Sunday, 8 January 2012


Hello, good afternoon and welcome to 2012!

I thought that I would start this year by revisiting last year. This is partly because change or anything new makes me nervous and partly because last year was flippin' great.

(And partly because I have started the year with a bit of a dodgy haircut and I want to look back to better, slightly more attractive days.)

I was more thrilled than a thrilled person that people actually voted in my survey. I thought I was going to have to force relatives to do it (which would involve explaining that when I tell them 'I'm spending a lot of time writing' I actually mean 'I am spending a lots of time photoshopping kittens' heads onto people's bodies'.)

Anyhoo, without further ado to do, here are the results of the 

Books, Bonnets and Full-Frontal Blogging Awards 2011

(Every winner receives an imaginary golden bonnet, which they have to wear for the entire year)

We'll start with a BIG ONE. 

*READ OF 2011*


VIII by H.M. Castor 
Midwinterblood by Marcus Sedgwick 
Swim the Fly by Don Calame 
The 10pm Question by Kate de Goldi 
The Double Shadow by Sally Gardner
Kill All Enemies by Melvin Burgess
A Monster Calls by Patrick Ness 
Bracelet of Bones by Kevin Crossley-Holland
Wreckers by Julie Hearn 
Ice Maiden by Sally Prue 
My Sister Lives on the Mantelpiece by Annabel Pitcher 
A Tangle of Magicks by Stephanie Burgis 
Clash by Colin Mulhern 
Dark Ride by Caroline Green 
Envy by Gregg Olsen
Hidden by Miriam Halahmy

And the winner is...

Clash by Colin Mulhern

Clash is the story of two very different boys - quiet and ordinary Kyle, whose talent is art, and Alex, the school psycho, whose talent is cage-fighting. A chain of events sets their lives on a collision course with terrifying consequences. This is a gripping and brutal book that takes you inside the two boys' minds - and you may be surprised at what you see.
-- -- --
**Short problem A:** Reproduce the part of the book awards blog post between "I thought that" and "more attractive days.)", inclusive.
**Short problem B:**
Answer these questions from the book awards blog post:
(i) What does every winner receive, and how long must they wear it?
(ii) Which book won Read of 2011?
(iii) What is Kyle's talent?
**Short problem C:** Write the next part of the book awards blog post, picking up after its final sentence.
-- -- --
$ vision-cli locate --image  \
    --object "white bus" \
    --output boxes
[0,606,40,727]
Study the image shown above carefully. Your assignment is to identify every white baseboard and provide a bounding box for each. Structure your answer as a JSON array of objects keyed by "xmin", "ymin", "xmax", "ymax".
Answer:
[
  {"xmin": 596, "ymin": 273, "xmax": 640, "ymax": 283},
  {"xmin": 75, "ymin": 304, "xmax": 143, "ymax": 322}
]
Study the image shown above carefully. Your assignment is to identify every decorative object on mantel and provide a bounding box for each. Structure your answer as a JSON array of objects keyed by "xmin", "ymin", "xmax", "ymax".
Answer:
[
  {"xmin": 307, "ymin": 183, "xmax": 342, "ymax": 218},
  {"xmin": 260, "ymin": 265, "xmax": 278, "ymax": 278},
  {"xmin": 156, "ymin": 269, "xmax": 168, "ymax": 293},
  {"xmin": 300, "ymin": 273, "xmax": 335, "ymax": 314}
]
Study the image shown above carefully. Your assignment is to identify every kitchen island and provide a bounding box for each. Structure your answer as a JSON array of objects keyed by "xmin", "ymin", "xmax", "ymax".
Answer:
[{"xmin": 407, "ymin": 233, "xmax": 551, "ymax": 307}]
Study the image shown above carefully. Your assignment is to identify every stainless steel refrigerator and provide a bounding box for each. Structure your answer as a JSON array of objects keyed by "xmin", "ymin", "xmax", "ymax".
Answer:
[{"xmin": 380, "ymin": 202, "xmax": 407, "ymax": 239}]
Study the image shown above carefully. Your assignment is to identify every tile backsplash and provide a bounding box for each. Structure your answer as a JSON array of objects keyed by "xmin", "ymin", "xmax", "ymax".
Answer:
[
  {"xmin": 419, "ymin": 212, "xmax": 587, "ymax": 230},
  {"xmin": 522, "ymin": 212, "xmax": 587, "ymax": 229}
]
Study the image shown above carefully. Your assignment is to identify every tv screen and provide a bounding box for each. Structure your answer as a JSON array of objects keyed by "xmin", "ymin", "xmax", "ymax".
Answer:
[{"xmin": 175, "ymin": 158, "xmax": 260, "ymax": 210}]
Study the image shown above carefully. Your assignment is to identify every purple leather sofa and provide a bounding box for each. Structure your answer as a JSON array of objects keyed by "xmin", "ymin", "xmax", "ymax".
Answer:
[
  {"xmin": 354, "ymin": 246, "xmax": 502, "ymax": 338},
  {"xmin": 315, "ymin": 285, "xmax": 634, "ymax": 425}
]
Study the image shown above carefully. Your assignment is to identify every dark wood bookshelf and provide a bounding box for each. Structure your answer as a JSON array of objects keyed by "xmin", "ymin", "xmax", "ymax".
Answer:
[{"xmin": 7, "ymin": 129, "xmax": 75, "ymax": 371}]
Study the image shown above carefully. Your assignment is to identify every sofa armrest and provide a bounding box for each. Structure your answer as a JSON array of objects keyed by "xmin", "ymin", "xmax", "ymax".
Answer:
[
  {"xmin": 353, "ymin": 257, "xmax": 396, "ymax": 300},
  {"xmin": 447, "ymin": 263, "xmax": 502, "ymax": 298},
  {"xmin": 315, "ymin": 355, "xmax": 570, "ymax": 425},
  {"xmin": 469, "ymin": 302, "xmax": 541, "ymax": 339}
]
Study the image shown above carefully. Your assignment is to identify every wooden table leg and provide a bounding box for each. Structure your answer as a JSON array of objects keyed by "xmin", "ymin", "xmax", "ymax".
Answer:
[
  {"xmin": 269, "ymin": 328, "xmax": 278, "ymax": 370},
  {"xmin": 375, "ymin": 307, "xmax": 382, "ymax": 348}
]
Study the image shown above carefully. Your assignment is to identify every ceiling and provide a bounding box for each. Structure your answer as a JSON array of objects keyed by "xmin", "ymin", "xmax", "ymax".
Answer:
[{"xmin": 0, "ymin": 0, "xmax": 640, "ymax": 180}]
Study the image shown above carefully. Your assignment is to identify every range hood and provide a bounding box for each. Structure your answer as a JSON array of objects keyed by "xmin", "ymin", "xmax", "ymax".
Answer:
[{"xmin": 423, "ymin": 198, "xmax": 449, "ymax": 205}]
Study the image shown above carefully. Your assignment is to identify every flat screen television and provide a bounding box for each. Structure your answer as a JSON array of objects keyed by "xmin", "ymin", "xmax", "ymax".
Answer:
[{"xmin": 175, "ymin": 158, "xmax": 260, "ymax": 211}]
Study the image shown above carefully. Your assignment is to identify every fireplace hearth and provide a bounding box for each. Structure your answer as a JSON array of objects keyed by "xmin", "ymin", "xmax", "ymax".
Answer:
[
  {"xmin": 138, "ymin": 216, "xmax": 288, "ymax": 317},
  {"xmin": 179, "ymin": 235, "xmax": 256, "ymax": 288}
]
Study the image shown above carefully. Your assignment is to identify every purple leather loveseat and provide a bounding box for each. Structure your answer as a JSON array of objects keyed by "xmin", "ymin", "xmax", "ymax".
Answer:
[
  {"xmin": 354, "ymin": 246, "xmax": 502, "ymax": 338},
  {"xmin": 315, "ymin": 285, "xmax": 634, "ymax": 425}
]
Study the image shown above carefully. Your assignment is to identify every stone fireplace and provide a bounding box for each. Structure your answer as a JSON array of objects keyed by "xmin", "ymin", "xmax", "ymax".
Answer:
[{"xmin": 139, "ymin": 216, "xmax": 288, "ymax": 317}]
-- -- --
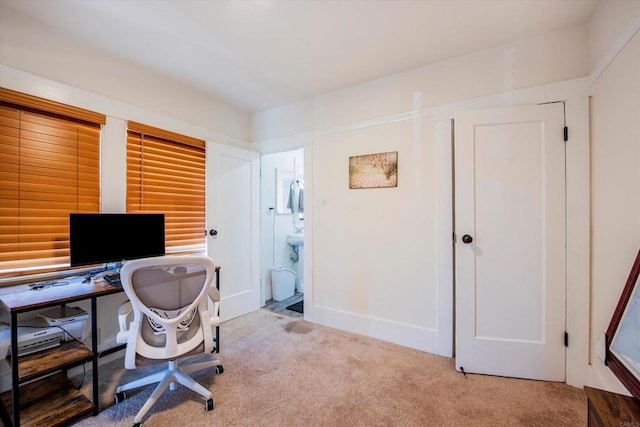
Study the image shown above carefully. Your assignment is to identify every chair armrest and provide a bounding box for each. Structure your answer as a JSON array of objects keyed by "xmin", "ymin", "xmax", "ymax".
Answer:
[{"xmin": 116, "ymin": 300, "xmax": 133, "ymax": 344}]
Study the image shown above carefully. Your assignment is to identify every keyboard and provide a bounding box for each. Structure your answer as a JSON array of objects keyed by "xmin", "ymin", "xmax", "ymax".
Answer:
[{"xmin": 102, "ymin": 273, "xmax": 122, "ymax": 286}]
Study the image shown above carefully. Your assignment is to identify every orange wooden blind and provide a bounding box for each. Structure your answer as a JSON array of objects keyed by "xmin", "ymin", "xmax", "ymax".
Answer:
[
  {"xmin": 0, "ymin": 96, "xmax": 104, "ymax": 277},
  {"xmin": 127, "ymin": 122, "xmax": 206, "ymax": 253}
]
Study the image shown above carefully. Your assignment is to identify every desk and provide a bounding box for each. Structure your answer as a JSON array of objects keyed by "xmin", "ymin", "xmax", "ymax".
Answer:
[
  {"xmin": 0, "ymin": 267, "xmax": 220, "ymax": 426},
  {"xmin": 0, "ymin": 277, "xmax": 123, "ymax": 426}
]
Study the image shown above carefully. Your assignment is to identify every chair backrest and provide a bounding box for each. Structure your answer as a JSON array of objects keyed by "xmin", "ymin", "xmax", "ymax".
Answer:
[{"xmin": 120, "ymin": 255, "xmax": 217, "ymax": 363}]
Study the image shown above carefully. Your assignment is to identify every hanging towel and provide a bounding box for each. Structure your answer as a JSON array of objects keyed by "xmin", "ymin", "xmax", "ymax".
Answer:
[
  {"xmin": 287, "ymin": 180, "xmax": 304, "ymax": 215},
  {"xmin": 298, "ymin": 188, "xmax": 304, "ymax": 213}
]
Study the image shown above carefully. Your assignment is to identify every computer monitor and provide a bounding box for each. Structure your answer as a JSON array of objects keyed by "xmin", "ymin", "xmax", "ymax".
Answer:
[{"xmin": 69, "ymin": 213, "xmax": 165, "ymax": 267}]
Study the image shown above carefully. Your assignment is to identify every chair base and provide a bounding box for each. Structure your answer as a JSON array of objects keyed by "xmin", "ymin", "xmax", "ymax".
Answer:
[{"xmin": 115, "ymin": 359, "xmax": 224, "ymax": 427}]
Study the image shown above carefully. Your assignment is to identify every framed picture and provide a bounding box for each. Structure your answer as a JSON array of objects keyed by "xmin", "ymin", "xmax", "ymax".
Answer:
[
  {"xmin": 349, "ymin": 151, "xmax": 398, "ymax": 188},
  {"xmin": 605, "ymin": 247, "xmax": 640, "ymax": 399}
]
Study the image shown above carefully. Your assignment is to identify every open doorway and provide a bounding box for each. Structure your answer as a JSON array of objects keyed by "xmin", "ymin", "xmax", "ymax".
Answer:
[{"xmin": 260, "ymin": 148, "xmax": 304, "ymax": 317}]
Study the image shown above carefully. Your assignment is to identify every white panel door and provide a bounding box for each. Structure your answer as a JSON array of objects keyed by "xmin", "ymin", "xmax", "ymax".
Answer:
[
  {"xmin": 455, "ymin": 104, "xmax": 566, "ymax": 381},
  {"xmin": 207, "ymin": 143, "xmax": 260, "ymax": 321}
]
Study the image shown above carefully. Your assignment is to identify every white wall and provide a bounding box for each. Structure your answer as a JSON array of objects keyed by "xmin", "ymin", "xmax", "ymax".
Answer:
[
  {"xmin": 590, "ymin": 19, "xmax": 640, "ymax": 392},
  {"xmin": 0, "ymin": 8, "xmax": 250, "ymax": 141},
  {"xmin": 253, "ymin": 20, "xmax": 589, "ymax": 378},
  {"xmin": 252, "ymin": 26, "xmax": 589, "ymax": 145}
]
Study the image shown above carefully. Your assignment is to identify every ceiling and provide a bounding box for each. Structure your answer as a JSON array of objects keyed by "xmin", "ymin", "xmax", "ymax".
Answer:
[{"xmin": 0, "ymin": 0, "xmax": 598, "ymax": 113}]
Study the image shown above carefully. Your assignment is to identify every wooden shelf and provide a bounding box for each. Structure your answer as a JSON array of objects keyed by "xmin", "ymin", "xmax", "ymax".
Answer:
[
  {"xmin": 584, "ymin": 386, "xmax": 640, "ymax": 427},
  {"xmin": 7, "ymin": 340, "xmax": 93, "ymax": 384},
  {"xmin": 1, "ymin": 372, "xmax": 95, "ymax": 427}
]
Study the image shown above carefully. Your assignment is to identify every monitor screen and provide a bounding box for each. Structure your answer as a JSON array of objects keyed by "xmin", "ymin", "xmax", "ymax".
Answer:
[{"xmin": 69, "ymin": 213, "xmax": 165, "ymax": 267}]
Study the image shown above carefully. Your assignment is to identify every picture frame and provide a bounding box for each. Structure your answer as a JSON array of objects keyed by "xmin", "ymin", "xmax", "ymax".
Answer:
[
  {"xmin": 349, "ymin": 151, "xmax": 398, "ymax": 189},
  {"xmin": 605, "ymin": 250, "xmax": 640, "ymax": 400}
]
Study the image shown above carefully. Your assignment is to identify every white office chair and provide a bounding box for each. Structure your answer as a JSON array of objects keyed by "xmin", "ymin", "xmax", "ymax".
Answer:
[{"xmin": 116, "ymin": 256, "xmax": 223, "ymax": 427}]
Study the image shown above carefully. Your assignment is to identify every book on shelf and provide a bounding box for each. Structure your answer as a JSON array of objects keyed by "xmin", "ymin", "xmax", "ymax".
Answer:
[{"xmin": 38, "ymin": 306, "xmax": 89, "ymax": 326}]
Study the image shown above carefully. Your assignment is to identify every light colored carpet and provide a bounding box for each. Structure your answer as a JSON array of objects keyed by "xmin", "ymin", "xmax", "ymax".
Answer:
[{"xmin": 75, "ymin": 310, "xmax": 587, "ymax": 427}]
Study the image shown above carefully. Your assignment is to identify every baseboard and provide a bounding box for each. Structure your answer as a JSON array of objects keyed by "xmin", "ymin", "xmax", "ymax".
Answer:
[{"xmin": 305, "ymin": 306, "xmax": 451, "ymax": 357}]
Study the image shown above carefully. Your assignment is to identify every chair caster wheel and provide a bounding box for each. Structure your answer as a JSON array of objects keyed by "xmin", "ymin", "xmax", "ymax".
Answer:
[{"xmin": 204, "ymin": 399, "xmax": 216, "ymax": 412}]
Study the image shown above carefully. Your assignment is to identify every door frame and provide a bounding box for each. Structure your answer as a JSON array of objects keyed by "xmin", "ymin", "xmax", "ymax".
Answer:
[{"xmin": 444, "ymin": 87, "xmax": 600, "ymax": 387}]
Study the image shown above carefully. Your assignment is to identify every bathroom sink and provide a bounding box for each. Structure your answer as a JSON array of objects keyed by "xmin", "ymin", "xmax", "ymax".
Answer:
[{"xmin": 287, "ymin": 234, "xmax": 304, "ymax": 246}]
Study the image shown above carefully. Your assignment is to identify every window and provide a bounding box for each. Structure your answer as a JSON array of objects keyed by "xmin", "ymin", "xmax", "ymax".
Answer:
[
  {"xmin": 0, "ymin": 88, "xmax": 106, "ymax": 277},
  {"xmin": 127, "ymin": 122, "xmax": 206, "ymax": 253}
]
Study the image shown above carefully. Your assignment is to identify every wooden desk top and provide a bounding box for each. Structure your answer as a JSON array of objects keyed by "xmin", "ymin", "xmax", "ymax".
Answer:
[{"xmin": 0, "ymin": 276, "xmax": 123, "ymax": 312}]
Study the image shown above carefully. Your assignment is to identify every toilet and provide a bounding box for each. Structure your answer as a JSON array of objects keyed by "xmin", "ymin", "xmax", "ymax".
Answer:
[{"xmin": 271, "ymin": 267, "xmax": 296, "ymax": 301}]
-- -- --
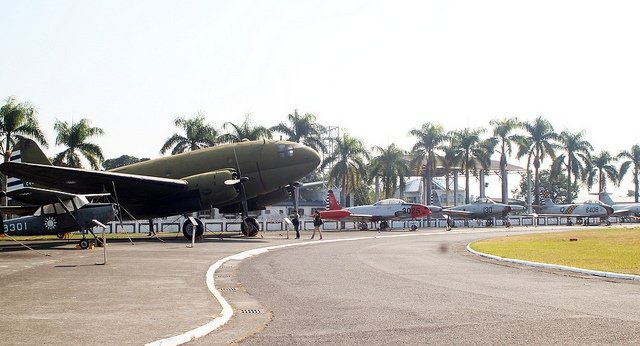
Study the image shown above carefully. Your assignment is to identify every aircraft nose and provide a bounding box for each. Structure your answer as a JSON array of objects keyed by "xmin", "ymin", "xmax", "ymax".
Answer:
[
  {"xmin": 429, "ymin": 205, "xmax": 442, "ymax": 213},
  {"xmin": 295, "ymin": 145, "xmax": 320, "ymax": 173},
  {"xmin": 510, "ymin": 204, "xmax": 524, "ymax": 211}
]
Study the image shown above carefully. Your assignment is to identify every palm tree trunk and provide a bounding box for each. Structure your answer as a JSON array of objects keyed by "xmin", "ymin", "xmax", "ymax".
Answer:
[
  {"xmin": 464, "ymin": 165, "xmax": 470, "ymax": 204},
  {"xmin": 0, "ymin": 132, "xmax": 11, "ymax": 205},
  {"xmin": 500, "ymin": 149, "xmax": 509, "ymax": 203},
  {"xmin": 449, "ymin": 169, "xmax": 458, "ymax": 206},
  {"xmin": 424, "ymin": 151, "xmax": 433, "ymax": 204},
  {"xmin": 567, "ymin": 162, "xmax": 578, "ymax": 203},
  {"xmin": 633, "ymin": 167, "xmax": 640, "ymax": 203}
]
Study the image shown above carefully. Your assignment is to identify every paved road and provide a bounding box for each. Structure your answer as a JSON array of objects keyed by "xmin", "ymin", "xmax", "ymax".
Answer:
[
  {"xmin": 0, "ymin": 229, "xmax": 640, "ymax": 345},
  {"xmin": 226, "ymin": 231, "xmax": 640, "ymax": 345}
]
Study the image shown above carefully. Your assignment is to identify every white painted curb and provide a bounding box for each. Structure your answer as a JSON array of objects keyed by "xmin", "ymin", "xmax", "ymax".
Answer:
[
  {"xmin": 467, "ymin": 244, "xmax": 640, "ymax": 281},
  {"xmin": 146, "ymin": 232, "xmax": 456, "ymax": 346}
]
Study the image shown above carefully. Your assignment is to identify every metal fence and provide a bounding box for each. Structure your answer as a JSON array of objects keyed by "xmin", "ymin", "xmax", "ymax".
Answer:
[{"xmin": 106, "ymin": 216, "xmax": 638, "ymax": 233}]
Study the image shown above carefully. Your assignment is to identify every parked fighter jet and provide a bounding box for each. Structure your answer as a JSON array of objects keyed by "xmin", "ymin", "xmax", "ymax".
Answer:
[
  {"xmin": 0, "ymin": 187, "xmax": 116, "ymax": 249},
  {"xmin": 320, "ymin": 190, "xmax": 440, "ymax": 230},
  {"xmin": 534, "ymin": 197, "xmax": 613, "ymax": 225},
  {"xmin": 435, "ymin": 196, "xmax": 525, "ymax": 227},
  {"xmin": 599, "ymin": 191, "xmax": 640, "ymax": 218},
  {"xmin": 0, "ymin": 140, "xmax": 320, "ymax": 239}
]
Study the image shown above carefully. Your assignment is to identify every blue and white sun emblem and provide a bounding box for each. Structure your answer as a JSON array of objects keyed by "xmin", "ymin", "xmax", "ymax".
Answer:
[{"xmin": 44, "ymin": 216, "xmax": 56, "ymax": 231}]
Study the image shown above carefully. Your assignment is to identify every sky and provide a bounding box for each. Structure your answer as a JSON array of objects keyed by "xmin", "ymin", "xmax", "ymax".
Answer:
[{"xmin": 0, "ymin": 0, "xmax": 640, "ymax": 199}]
-- -- --
**Written response A:**
I thought that I would start this year by revisiting last year. This is partly because change or anything new makes me nervous and partly because last year was flippin' great.

(And partly because I have started the year with a bit of a dodgy haircut and I want to look back to better, slightly more attractive days.)

**Written response B:**
(i) An imaginary golden bonnet, which they must wear for the entire year.
(ii) Clash by Colin Mulhern.
(iii) Art.

**Written response C:**
Find out more here.

Best leading lady


Billie from Kill All Enemies by Melvin Burgess 

Kat from A Tangle of Magicks by Stephanie Burgis 
Alix from Hidden by Miriam Halahmy 
Solveig from Bracelet of Bones by Kevin Crossley-Holland 
Hayley and Taylor (joint) from Envy by Gregg Olsen
(and mentioned in the 'other' category: Frankie from Life, An Exploded Diagram by Mal Peet)

And the winner is...

Alix from Hidden by Miriam Halahmy 
Alix is an ordinary fourteen-year-old girl living on quiet Hayling Island. Then something quite extraordinary happens - she and her friend Samir rescue a man from drowning and the man turns out to be an asylum seeker. In a life-changing moment, they decide to help him. Miriam Halahmy said she decided to make her heroine fourteen because it's an age than often gets overlooked and she wanted her characters to prove that 'if you’re fourteen and you are strong, there is no telling what you would be able to do in a crisis'. Alix certainly proves this with her courageous behaviour in challenging both other people's and her own view of asylum seekers. Oh and she's funny, sarcastic and easy to relate to as well.
Find out more here

Best leading man


Henry from VIII by H.M. Castor
Ezra from The Double Shadow by Sally Gardner
Bob (or, God) from There is No Dog by Meg Rosoff
Jamie from My Sister Lives on the Mantelpiece by Annabel Pitcher
Frankie from The 10pm Question by Kate de Goldi

And the winner is...

Henry from VIII by H.M. Castor
Now surely I don't need to introduce this guy. He's that fat one in the silly hat that liked chopping his wives' heads off, isn't he? Well, if you've read VIII you might see him a bit differently. This book takes you through the whole of Henry's life, through his eyes. We see him when he was young, handsome and charming (and rather yummy) and then how power and his demons begin to mould him into a man capable of cruel and tyrannical acts. If you didn't meet Henry last year, make a date with him in 2012.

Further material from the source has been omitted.